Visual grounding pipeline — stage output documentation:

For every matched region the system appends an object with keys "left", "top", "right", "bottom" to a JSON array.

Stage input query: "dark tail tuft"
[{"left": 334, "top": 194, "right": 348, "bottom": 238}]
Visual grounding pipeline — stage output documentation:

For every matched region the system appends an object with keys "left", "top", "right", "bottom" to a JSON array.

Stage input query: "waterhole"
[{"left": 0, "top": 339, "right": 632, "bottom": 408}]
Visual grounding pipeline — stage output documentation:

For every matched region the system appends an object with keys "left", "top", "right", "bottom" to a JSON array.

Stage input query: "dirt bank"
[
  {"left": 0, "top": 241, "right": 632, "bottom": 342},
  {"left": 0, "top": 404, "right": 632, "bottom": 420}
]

----

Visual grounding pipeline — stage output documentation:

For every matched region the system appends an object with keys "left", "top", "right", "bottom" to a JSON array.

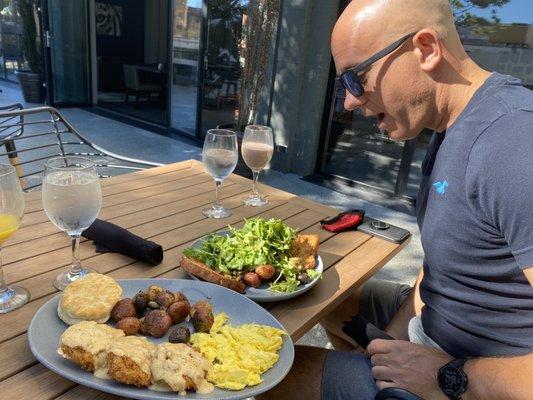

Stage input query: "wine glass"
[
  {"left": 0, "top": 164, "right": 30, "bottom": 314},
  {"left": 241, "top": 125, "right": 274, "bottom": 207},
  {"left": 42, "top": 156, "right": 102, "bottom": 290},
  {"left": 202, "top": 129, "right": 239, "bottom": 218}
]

----

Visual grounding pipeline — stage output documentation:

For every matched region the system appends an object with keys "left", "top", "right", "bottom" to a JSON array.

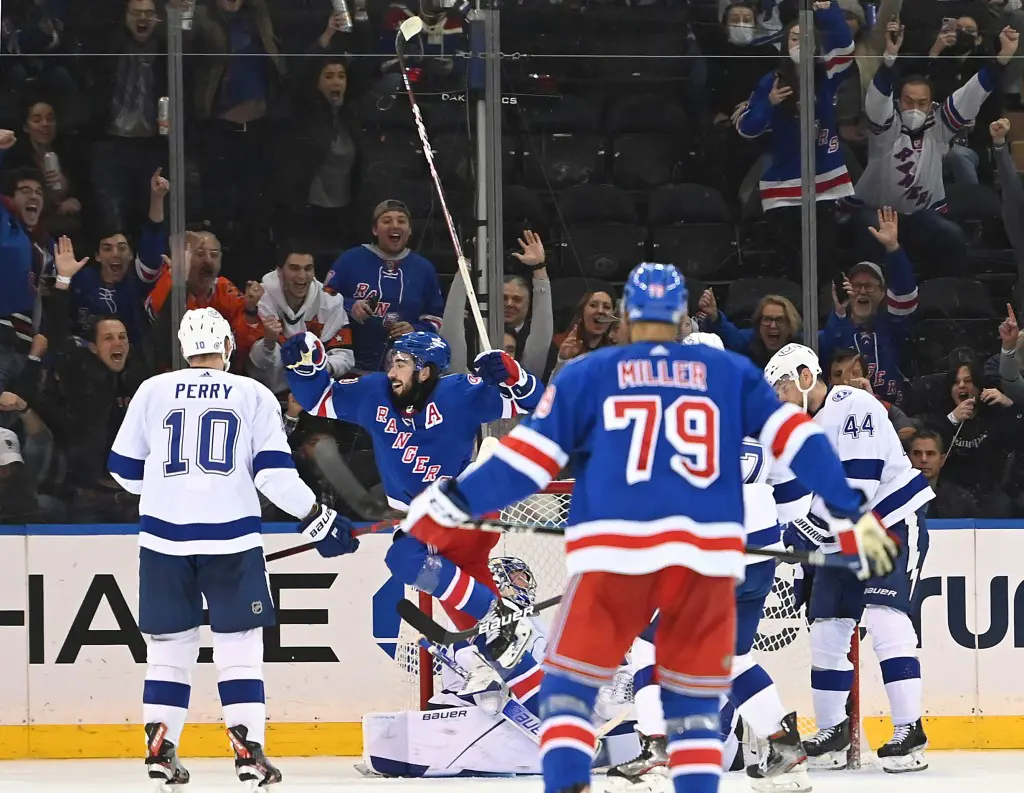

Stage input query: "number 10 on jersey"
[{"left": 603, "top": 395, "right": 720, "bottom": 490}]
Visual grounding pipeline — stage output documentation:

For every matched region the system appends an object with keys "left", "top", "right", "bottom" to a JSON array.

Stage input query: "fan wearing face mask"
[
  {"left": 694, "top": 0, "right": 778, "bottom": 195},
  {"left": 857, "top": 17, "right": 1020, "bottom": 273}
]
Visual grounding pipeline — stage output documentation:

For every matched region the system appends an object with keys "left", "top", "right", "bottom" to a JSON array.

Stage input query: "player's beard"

----

REQUIRED WORK.
Determine how many lines of the data above contain the string "query", matching case exactly. Give only the number.

FINAL ANSWER.
7